Copy every line of the records below word for word, with no changes.

[Collection entries]
— BEGIN —

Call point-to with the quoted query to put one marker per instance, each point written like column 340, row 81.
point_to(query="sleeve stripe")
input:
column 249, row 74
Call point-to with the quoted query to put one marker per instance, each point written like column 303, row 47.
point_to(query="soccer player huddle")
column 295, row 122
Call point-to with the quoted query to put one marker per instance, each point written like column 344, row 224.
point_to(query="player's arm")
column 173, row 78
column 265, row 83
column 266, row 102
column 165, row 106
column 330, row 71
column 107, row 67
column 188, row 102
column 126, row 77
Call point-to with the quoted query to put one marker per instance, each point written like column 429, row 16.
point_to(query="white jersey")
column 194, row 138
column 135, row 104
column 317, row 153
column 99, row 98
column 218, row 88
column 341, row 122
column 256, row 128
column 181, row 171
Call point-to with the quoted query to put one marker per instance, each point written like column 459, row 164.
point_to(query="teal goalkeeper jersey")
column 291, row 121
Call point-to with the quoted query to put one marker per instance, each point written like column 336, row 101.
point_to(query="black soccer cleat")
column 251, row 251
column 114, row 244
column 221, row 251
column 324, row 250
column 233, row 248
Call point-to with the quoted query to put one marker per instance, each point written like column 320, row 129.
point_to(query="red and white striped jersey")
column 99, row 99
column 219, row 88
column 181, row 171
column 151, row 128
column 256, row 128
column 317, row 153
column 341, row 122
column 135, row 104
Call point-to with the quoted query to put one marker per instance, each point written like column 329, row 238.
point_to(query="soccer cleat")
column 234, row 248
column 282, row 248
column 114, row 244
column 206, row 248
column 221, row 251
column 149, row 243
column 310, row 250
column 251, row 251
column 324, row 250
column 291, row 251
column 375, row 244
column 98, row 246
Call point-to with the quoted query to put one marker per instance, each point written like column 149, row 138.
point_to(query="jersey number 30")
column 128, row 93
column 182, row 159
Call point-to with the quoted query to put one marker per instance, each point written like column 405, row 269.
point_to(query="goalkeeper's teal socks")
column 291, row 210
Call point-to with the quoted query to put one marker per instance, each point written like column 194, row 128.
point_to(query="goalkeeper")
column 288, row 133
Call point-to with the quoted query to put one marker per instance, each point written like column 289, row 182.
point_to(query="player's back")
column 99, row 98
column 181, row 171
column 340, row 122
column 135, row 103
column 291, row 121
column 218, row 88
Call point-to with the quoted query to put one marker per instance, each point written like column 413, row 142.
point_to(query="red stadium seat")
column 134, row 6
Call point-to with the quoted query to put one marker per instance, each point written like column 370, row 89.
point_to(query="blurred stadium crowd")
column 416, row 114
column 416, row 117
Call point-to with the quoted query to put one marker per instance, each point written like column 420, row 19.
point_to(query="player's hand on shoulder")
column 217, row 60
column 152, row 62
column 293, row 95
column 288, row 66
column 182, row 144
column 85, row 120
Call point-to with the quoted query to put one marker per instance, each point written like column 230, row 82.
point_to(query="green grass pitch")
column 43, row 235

— END —

### CORRECT OUTPUT
Call point-to with the quoted query to put one marker per instance, each point written like column 340, row 81.
point_to(query="sleeve stripe")
input:
column 249, row 74
Call point-to with the quoted query to put one marker per instance, each point written like column 303, row 47.
point_to(query="soccer player huddle")
column 295, row 122
Call point-to with the quoted query to put one marker per instance, each point written like column 344, row 224.
point_to(query="player's arm")
column 173, row 78
column 265, row 83
column 266, row 102
column 165, row 106
column 330, row 71
column 107, row 67
column 188, row 102
column 126, row 77
Call point-to with the quoted query to put one marker per instance, each point written like column 429, row 16.
point_to(query="white jersey")
column 194, row 138
column 135, row 104
column 317, row 153
column 99, row 98
column 218, row 88
column 341, row 122
column 256, row 128
column 181, row 171
Call point-to with the quoted query to put one marker per instance, each point written like column 459, row 164.
point_to(query="teal goalkeeper jersey")
column 291, row 121
Call point-to with the quoted query to put one marker per instance, each point written like column 336, row 101.
point_to(query="black soccer cleat")
column 251, row 251
column 114, row 244
column 221, row 251
column 324, row 250
column 233, row 248
Call point-to with the quoted query to put one marker per instance, each point written like column 320, row 129.
point_to(query="red and white striped jersey")
column 99, row 99
column 219, row 88
column 181, row 171
column 151, row 128
column 256, row 128
column 317, row 153
column 341, row 122
column 135, row 104
Call point-to with the quoted query to put one marker per instance, each point written like column 329, row 238.
point_to(query="soccer cleat")
column 234, row 248
column 282, row 248
column 114, row 244
column 206, row 248
column 221, row 251
column 149, row 243
column 310, row 250
column 251, row 251
column 324, row 250
column 291, row 251
column 375, row 244
column 98, row 246
Call point-to with the quoted query to put one marker per instance, each point written like column 149, row 138.
point_to(query="jersey number 30")
column 128, row 93
column 182, row 159
Call point-to with the quoted query to put one marker per instance, each point written like column 405, row 269.
point_to(query="goalkeeper's teal socks")
column 291, row 210
Call point-to with the quoted query to put one marker per instance, each point written like column 194, row 128.
point_to(query="goalkeeper")
column 288, row 133
Call point-to with the quoted query to put one marker per instance, each point written like column 289, row 182.
point_to(query="player's back")
column 99, row 98
column 181, row 171
column 340, row 122
column 135, row 103
column 291, row 121
column 218, row 88
Call point-to with the quoted query to put one marker per instance, each point written like column 413, row 142.
point_to(query="red stadium seat")
column 134, row 6
Call point-to with the quoted query to put one marker per instance, each point written like column 370, row 89.
point_to(query="blurred stadium crowd")
column 416, row 114
column 416, row 117
Call point-to with the quoted query to put one marker per instance, each point written like column 420, row 19.
point_to(query="player's hand on shoulder")
column 217, row 60
column 152, row 62
column 293, row 95
column 288, row 66
column 182, row 144
column 85, row 120
Call point-to with the quoted query to put one marker per instance, each point written like column 230, row 82.
point_to(query="green grass pitch")
column 43, row 235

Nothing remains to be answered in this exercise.